Go through the data below and retype all of it exactly.

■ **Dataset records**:

* * * * * * * * *

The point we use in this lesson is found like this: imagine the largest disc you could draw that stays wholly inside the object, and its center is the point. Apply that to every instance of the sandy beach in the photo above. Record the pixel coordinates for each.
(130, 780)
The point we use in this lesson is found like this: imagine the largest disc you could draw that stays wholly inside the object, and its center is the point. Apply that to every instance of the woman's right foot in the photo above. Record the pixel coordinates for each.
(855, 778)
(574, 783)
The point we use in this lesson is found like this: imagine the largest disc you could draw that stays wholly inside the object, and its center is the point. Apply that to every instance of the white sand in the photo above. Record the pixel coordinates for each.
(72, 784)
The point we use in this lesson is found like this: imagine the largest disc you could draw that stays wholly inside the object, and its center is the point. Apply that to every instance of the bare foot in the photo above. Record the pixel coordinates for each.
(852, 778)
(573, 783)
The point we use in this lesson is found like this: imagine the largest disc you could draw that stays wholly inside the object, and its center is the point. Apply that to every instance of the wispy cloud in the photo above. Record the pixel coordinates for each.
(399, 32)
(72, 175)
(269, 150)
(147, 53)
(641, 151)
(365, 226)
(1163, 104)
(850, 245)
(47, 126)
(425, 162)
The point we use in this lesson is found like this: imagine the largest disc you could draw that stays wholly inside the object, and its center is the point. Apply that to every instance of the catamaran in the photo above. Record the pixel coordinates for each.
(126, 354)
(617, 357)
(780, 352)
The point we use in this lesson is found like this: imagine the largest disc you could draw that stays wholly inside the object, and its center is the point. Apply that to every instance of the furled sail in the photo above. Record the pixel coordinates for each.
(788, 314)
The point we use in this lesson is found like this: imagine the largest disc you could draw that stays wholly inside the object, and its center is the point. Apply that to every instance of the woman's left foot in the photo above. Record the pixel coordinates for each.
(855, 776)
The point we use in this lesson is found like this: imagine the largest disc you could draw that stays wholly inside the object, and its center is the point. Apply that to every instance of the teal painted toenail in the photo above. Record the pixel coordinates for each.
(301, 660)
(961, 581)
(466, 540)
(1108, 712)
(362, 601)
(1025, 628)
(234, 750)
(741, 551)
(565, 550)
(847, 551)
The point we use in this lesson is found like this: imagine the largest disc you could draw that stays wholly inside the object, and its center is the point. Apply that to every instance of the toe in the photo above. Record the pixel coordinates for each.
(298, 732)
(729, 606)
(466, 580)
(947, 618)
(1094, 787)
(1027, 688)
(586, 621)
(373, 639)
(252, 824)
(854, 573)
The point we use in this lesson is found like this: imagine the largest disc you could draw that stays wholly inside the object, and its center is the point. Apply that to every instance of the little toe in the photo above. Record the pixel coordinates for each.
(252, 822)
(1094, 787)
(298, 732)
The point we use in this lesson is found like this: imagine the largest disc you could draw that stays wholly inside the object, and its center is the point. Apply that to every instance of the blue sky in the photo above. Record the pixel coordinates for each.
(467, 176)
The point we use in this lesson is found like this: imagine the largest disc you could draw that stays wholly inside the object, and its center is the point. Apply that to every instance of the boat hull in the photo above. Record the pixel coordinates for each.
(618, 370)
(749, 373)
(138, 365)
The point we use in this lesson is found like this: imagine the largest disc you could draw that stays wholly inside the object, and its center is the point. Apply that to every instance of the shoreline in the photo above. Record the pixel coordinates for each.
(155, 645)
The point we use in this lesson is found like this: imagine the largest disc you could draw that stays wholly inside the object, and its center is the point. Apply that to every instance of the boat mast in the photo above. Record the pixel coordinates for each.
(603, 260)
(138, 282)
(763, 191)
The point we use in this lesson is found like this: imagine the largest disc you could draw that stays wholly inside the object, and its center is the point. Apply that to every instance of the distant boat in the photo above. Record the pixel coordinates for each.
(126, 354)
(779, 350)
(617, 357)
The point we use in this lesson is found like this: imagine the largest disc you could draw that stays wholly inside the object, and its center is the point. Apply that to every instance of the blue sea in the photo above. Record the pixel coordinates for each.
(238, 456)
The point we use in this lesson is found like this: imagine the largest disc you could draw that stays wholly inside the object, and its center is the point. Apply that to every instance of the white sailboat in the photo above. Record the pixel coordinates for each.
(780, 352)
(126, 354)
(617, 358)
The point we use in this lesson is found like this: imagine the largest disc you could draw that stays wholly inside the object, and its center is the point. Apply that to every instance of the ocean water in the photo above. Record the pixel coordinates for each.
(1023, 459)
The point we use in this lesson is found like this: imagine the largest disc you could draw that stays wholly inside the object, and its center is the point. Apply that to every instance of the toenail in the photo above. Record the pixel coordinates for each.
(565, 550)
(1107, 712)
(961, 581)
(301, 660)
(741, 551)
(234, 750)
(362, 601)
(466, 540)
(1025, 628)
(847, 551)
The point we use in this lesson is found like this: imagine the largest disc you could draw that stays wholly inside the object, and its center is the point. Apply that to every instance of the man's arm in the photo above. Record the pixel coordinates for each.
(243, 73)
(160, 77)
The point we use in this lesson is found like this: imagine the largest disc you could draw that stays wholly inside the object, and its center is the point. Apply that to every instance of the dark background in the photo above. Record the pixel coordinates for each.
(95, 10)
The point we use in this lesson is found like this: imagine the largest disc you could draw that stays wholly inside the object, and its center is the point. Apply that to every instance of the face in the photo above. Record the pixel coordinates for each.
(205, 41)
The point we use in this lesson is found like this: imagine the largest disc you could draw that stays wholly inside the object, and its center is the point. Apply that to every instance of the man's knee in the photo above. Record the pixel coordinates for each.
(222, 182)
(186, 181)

* * * * * * * * *

■ **ANSWER SPACE**:
The point we use in this lesson is found like this: imagine the largest disc you could draw that stays wholly inside the object, and its center is the point. Apply that to every instance of the sandy beach in the photo above. Record the pixel coordinates for each.
(130, 780)
The point we use in this lesson is found like this: imagine the largest disc you could draw that stays wholly inside the object, and its center is the point. Apply that to every instance of the woman's right foot in the photo above. Record the pixel coordinates for each.
(855, 778)
(574, 783)
The point we use in this lesson is found like this: imagine the largest disc you could draw that stays wholly inside the object, and its center is the point. Apply that to every instance of the white sand in the photo above. Record the pixel coordinates for each.
(72, 784)
The point we use in this lesson is found like this: imagine the largest disc you could draw that stays wholly inside the object, and its center is the point. Apply that to every instance of the bare foot in the photo above. Record the pixel coordinates for each.
(852, 778)
(573, 783)
The point we use in this lesson is found like this: imagine the largest disc you could draw that stays wholly inside the object, and its center is the point. Apply that to every instance of the wispy cloud in the photo above. Record the pixel coordinates for each.
(399, 32)
(72, 175)
(269, 150)
(147, 53)
(641, 151)
(365, 226)
(1163, 104)
(850, 245)
(47, 126)
(425, 162)
The point we use in this lesson is found like this: imagine the largest disc you could draw that stays wholly inside the object, and its center is the point. Apply that to every instance of the catamaran in the photo above. Record the pixel coordinates for each.
(126, 354)
(617, 357)
(780, 352)
The point we use in this lesson is found like this: imagine the largest disc you could draw that stays wholly inside the object, and its center is the point. Apply that to every instance of the furled sail in the photo above. Record the pixel coordinates for each.
(788, 314)
The point we use in this lesson is found like this: imagine the largest disc you could draw that stays wholly inside the object, and its center is the point. Apply that to every instance of the woman's left foot in the photo above. Record the pixel coordinates for each.
(855, 776)
The point we use in this lesson is found like this: imagine the largest disc you could draw that stays wholly inside the object, and its center is the point. Apply that to every instance of the teal painted toenail in the photo above. Record the pixel coordinates for each.
(301, 660)
(961, 581)
(466, 540)
(1108, 712)
(362, 601)
(1025, 628)
(234, 750)
(741, 551)
(565, 550)
(847, 551)
The point we use in this lesson is found like this: imagine the largest disc you could draw that stays wholly inside the object, and its center is the point. Apply that to every instance of the toe in the photo above. Record the pixel coordinates for each.
(298, 732)
(729, 606)
(466, 580)
(947, 618)
(1094, 787)
(1027, 688)
(586, 621)
(373, 639)
(252, 824)
(854, 573)
The point we use in this lesson is found like this: imagine the largest disc you could draw that stays wholly inside the object, and its center is the point. Apply that to every instance of the little toe in the photo above. Record the pixel coordinates for each.
(252, 822)
(1094, 787)
(298, 732)
The point we use in this lesson is found like this: imagine the largest disc you could draw that stays wholly inside the object, and its center is the point. Apply that to every instance of the blue sky in the photo above. Record the pixel coordinates for each.
(467, 176)
The point we use in this lesson is found like this: imagine the largest disc you could draw that stays wholly inside the object, and its center is the point. Apply that to every instance of the boat hull in the photo above. Record the pixel coordinates for each.
(618, 370)
(749, 373)
(138, 365)
The point we use in this lesson is found like this: imagine the largest disc you could draw that stays wholly inside the object, and its center is the point. Apply that to every instance of the shoreline in the photo above. Record the pixel coordinates for each.
(155, 645)
The point we use in this lesson is found like this: imagine the largest disc you could draw that stays wholly inside the object, and its center is the point. Apply that to every instance of the boat mast in the photo above. Record the pixel coordinates for each.
(603, 260)
(138, 282)
(763, 191)
The point we use in this lesson is found like this: imagine the largest disc you could draw that stays wholly inside the object, and its center is the point. Apply that to every instance of the distant boat in the photo above. Record the pixel coordinates for each.
(126, 354)
(779, 350)
(617, 357)
The point we use in this lesson is found like this: imagine the largest disc you could draw that stays wholly inside the object, and its center is the point. Apply that to every instance of the blue sea in the photo above. Record the pixel coordinates for each.
(238, 456)
The point we use in this lesson is found like this: imagine the largest disc you could draw that stays wholly inside the object, and its center is the point. Apply that to every instance of the white sailboat in the photo above. Record the pixel coordinates for each.
(780, 352)
(126, 354)
(617, 358)
The point we use in this lesson is found like this: imagine the largest disc you could draw that stays wholly inside the object, and its center is the point. Apply that to every instance of the ocean water in the photo above. Record the pixel coordinates for each.
(1023, 459)
The point we use in this lesson is found like this: imagine the largest disc you could draw that stays wholly inside the object, and its center is the point. Apply that to every instance of the toenail in the photo above. Record the pixel coordinates for each.
(565, 550)
(1107, 712)
(961, 581)
(301, 660)
(741, 551)
(234, 750)
(362, 601)
(466, 540)
(1025, 628)
(847, 551)
The point we use in this lesson is found like this: imagine the largest disc you could draw that stays wholly inside the object, and its center is the point. Apply that to every instance of the man's arm in the photo above. Record the pixel coordinates for each.
(243, 73)
(160, 77)
The point we use in this lesson is found like this: imagine the largest disc you could draw that stays wholly inside the object, and its center is the point. Apply that to every instance of the dark background in the photo above. Record the pixel coordinates for each.
(95, 10)
The point we use in this lesson is found like this: imagine the largest disc you could draw that stays wholly inside the object, and its center is the point. Apply that to every instance of the face in the photo above. Record the pixel coordinates for each.
(205, 41)
The point we use in this lesson is found like this: imagine the largest disc you could draw that stays wholly inside the object, and its center is the point. Apply that to every instance of the man's knee in the photo above. Record the pixel coordinates for each.
(222, 182)
(186, 181)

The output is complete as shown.